(Dataset items)
========

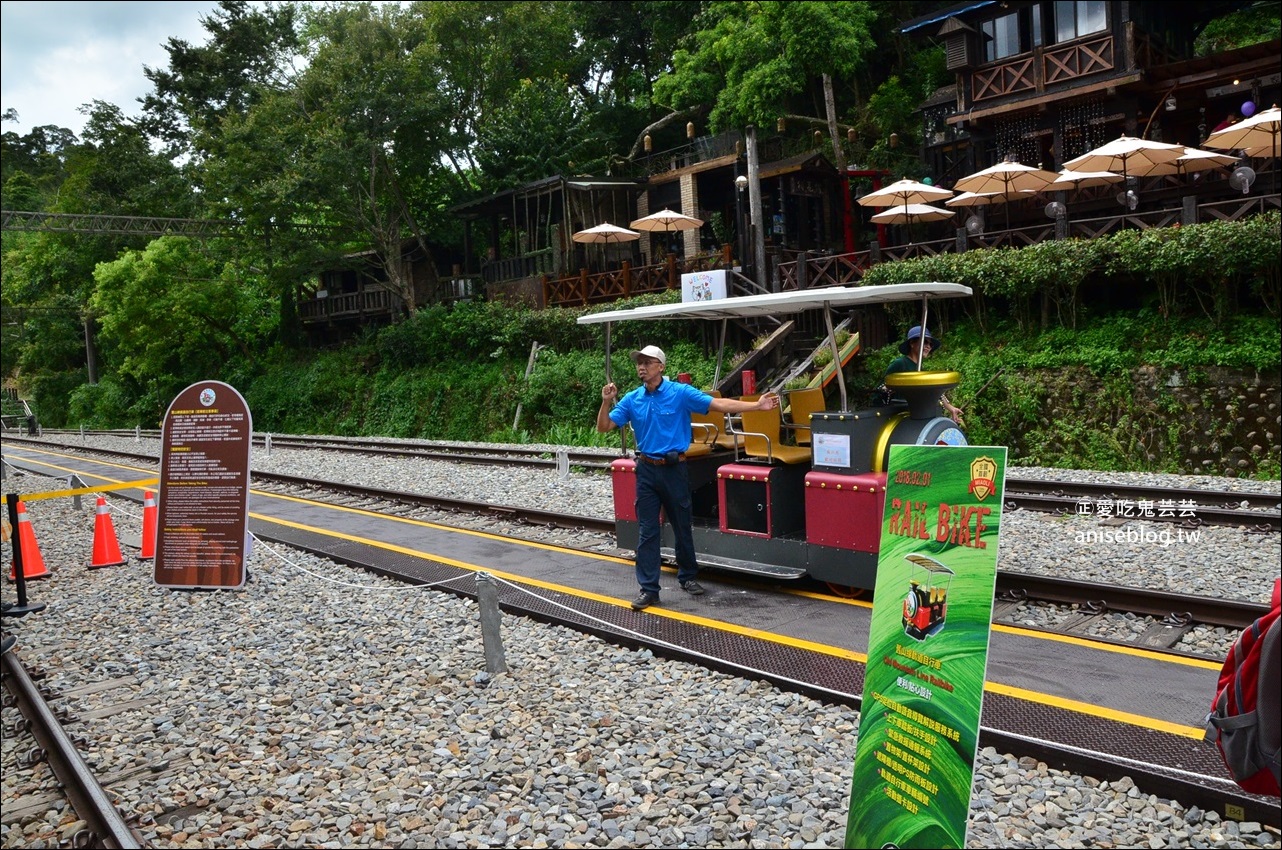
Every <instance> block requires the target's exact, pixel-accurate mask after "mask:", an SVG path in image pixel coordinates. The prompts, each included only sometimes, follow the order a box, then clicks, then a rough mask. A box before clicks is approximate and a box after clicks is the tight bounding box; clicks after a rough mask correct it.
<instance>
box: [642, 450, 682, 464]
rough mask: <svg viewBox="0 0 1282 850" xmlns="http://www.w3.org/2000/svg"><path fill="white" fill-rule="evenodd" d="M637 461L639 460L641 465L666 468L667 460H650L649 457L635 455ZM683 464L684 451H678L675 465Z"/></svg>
mask: <svg viewBox="0 0 1282 850" xmlns="http://www.w3.org/2000/svg"><path fill="white" fill-rule="evenodd" d="M637 460H640V462H641V463H647V464H650V465H651V467H667V465H668V459H667V458H651V456H649V455H637ZM685 462H686V453H685V451H678V453H677V463H685Z"/></svg>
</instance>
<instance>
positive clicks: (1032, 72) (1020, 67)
mask: <svg viewBox="0 0 1282 850" xmlns="http://www.w3.org/2000/svg"><path fill="white" fill-rule="evenodd" d="M1115 67H1117V56H1115V44H1114V38H1113V36H1111V35H1110V33H1103V35H1099V33H1097V35H1094V36H1088V37H1086V38H1082V40H1079V41H1073V42H1069V44H1064V45H1055V46H1053V47H1035V49H1033V50H1032V53H1026V54H1020V55H1018V56H1014V58H1013V59H1011V60H1010V62H1004V63H1001V64H999V65H992V67H991V68H979V69H978V71H976V72H974V73H973V74H970V100H972V101H974V103H978V101H981V100H988V99H991V97H1006V96H1009V95H1015V94H1019V92H1022V91H1033V90H1036V91H1044V90H1045V88H1046V86H1053V85H1056V83H1063V82H1068V81H1070V79H1076V78H1078V77H1086V76H1090V74H1097V73H1101V72H1104V71H1113V68H1115Z"/></svg>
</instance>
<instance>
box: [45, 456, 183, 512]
mask: <svg viewBox="0 0 1282 850" xmlns="http://www.w3.org/2000/svg"><path fill="white" fill-rule="evenodd" d="M45 454H49V455H53V456H55V458H68V459H71V460H87V458H77V456H76V455H63V454H58V453H54V451H47V453H45ZM22 460H23V462H24V463H29V464H35V465H37V467H46V468H49V469H58V471H59V472H65V473H67V474H68V476H77V477H78V478H99V479H101V481H110V482H112V483H110V485H99V486H96V487H77V488H74V490H46V491H44V492H33V494H23V495H22V496H21V497H22V501H24V503H26V501H41V500H44V499H63V497H67V496H85V495H91V494H95V492H105V491H110V490H135V488H137V490H141V488H144V487H155V486H158V485H159V483H160V479H159V478H142V479H141V481H119V479H118V478H108V477H106V476H97V474H94V473H91V472H81V471H78V469H68V468H67V467H59V465H58V464H55V463H49V462H47V460H36V459H33V458H22ZM92 463H100V464H103V465H104V467H115V468H117V469H128V471H131V472H142V471H140V469H137V467H124V465H121V464H115V463H108V462H105V460H94V462H92Z"/></svg>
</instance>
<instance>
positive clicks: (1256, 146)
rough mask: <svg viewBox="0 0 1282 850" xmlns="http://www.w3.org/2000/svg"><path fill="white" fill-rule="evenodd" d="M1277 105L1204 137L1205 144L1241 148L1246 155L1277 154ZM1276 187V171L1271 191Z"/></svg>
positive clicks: (1277, 129)
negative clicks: (1205, 136)
mask: <svg viewBox="0 0 1282 850" xmlns="http://www.w3.org/2000/svg"><path fill="white" fill-rule="evenodd" d="M1279 115H1282V113H1279V112H1278V108H1277V106H1273V108H1272V109H1265V110H1264V112H1258V113H1255V114H1254V115H1251V117H1250V118H1244V119H1242V121H1240V122H1237V123H1236V124H1232V126H1229V127H1226V128H1224V129H1222V131H1219V132H1218V133H1211V135H1210V136H1208V137H1206V146H1208V147H1215V149H1219V150H1241V151H1242V153H1244V154H1246V155H1247V156H1273V158H1277V155H1278V123H1279ZM1277 187H1278V173H1277V171H1276V169H1274V172H1273V191H1277Z"/></svg>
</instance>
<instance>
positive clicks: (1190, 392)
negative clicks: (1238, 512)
mask: <svg viewBox="0 0 1282 850" xmlns="http://www.w3.org/2000/svg"><path fill="white" fill-rule="evenodd" d="M1006 390H1008V392H1006V399H1005V401H1006V403H1008V404H1011V405H1014V406H1019V404H1020V403H1022V404H1023V406H1024V408H1026V409H1027V408H1029V406H1031V408H1035V409H1036V413H1035V414H1033V415H1027V414H1024V415H1023V417H1022V418H1020V417H1019V415H1015V417H1013V418H1011V421H1010V422H1011V424H1010V426H1009V431H1010V432H1011V433H1010V435H1009V437H1010V440H1009V442H1010V446H1011V449H1013V455H1014V458H1015V459H1017V462H1018V460H1019V459H1023V460H1026V462H1027V463H1032V464H1035V465H1065V464H1072V463H1073V459H1074V458H1079V459H1081V462H1079V464H1078V465H1087V467H1090V465H1092V463H1091V462H1092V460H1094V462H1095V463H1099V464H1101V465H1114V467H1115V468H1119V469H1151V471H1160V472H1179V473H1190V474H1194V473H1201V474H1215V476H1259V474H1264V476H1268V477H1277V476H1278V473H1279V469H1282V376H1279V374H1278V373H1273V374H1261V373H1256V372H1244V371H1235V369H1224V368H1219V367H1206V368H1204V369H1192V371H1176V369H1164V368H1158V367H1144V368H1140V369H1136V371H1135V372H1132V373H1131V374H1129V376H1109V377H1104V378H1101V377H1099V376H1095V374H1092V373H1090V371H1087V369H1064V371H1056V372H1050V371H1042V372H1040V373H1035V374H1028V373H1024V374H1020V376H1017V377H1013V378H1010V379H1009V381H1008V383H1006ZM1001 401H1003V400H1001V399H1000V397H999V399H985V406H990V408H991V406H992V405H994V404H1000V403H1001ZM996 414H997V410H992V412H991V413H990V415H987V417H985V418H986V419H992V421H995V419H996Z"/></svg>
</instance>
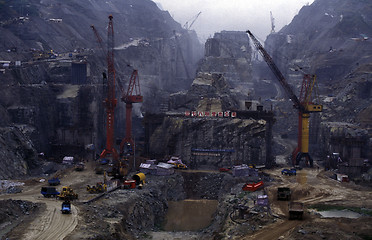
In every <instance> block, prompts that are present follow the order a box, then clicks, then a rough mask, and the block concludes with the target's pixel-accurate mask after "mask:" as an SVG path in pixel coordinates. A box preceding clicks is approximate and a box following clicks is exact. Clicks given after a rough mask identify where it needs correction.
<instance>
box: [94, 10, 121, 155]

========

● Task item:
Nothing but a number is wanted here: please count the lines in the entries above that include the word "block".

● Written solution:
2